▶ _The exercise_:
Rewrite everything in the data below from the line that contains "of the dense" down to the line that contains "pixel 237 176", switching "outbuilding" to "barn" and changing nothing else.

▶ _Material shown_:
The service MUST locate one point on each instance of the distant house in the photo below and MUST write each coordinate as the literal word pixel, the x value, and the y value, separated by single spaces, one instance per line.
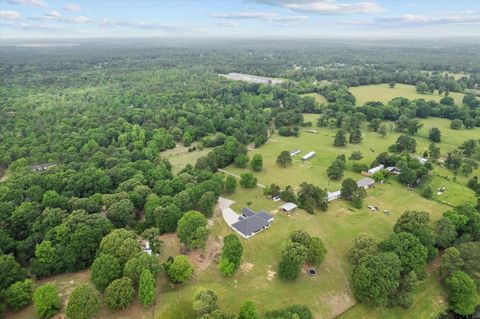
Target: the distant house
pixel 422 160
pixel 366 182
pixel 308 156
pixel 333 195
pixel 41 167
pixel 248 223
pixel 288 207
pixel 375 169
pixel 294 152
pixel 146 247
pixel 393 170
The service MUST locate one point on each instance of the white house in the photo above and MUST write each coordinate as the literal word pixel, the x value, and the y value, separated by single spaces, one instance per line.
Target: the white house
---
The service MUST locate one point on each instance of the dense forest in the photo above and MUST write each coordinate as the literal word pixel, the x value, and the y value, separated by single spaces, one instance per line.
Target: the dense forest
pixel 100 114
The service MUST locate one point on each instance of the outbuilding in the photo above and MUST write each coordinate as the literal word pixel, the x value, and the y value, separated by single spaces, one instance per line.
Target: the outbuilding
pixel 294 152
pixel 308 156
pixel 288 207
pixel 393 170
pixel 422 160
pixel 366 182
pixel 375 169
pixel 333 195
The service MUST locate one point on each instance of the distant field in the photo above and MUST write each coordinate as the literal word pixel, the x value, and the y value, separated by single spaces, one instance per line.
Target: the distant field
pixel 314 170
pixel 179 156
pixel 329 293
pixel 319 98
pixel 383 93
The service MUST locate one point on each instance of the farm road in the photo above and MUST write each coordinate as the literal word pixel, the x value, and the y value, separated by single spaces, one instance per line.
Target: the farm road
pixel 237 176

▶ _Right answer_:
The service MUST locate one point on each instance of the dense forest in the photo above and MUST write each coordinate as the literal word pixel, the x value, and the y value, separated by single spaces, one instance per line.
Target: the dense forest
pixel 100 114
The service MUST locate one point on each instance of the barn in the photo above and MUST write each coordinate as the literal word pixel, the x value, and the y value, separated by single spaces, one instance per line.
Target: the barn
pixel 294 152
pixel 308 156
pixel 288 207
pixel 393 170
pixel 422 160
pixel 366 182
pixel 375 169
pixel 333 195
The service MUST locate one point on each instance of the distant field in the photo above and MUST write each coordinate as the literal word pixel, the x value, and the y value, separated by single spaces, one instance per line.
Target: the distant field
pixel 314 170
pixel 179 156
pixel 329 293
pixel 319 98
pixel 383 93
The service MUST locate one point on each instance of the farm road in the photo above and MUST write each coordinate as the literal word pixel, the x value, and the y value, separated by single spaces, one instance per line.
Target: the farm road
pixel 237 176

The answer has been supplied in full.